═════ DATASET CONTENT ═════

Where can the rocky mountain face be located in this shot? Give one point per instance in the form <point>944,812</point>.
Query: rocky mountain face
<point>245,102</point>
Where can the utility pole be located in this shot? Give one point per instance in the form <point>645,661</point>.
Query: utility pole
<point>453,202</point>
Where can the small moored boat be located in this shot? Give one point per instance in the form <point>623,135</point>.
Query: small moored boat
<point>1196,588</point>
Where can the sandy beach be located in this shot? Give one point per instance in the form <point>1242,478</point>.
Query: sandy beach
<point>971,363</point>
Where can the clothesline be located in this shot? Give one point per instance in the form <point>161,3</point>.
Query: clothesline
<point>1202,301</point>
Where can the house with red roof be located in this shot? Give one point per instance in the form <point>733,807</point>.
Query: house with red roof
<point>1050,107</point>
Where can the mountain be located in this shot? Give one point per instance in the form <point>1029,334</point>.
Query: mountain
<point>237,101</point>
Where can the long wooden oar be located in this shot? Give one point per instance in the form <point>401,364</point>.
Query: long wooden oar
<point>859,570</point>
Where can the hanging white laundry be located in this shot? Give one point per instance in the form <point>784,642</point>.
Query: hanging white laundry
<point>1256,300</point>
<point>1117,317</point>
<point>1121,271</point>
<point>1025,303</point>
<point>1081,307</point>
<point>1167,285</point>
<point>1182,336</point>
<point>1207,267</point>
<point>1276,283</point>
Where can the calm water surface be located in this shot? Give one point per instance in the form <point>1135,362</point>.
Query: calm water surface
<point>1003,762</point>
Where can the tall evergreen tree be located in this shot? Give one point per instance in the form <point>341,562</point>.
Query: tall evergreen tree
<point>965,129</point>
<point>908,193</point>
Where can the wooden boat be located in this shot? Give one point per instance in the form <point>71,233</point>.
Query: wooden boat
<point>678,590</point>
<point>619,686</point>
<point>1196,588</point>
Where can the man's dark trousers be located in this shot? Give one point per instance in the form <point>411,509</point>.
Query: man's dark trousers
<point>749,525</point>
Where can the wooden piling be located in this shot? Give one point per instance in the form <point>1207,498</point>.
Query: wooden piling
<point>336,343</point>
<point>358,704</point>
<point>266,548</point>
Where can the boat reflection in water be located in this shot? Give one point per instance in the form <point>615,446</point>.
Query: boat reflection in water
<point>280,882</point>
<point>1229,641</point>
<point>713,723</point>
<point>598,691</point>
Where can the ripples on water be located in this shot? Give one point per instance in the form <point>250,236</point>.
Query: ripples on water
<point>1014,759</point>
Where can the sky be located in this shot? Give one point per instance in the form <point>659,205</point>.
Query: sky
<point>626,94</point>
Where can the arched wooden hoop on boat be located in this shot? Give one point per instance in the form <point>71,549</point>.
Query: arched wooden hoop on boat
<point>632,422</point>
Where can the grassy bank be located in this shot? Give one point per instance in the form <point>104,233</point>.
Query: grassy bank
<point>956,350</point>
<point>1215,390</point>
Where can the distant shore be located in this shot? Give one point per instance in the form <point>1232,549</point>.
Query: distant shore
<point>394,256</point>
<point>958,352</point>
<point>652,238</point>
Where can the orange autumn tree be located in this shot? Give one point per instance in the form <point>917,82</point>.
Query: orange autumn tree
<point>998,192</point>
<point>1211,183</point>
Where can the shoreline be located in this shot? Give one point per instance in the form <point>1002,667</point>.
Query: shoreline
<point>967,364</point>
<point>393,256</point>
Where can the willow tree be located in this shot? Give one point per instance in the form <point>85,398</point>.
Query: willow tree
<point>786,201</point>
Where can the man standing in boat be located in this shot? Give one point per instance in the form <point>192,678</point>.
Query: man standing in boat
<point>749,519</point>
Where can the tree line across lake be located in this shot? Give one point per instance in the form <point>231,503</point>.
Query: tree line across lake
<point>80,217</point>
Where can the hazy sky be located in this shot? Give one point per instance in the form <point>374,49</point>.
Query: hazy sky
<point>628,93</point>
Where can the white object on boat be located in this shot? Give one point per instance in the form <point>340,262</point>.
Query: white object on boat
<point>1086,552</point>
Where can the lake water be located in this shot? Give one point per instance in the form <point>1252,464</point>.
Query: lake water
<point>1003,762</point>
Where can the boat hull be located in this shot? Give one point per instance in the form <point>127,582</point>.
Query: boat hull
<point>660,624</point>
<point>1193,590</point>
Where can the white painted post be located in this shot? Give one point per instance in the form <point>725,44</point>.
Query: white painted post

═════

WHAT TO PRODUCE
Rescale the listing from the line with "Where can the mountain" to the line with "<point>1276,283</point>", both included, and write those lines out again, requests too. Multiply every answer point coordinate by 0.45 and round to whole numbers, halves up, but leave the numbers in the requests and their format samples as they are.

EXERCISE OUTPUT
Where can the mountain be located in this shot? Give one point per instance in the form <point>1029,334</point>.
Query: mountain
<point>107,45</point>
Where can the long wooden oar be located in this shot? Give one point per instance in the form <point>401,364</point>.
Query: long wooden oar
<point>387,257</point>
Where can the hanging white laundry be located in this shot? Give one point per instance in the form <point>784,642</point>.
Query: hanging white laundry
<point>565,135</point>
<point>503,143</point>
<point>504,122</point>
<point>461,136</point>
<point>486,138</point>
<point>525,128</point>
<point>532,151</point>
<point>543,120</point>
<point>574,127</point>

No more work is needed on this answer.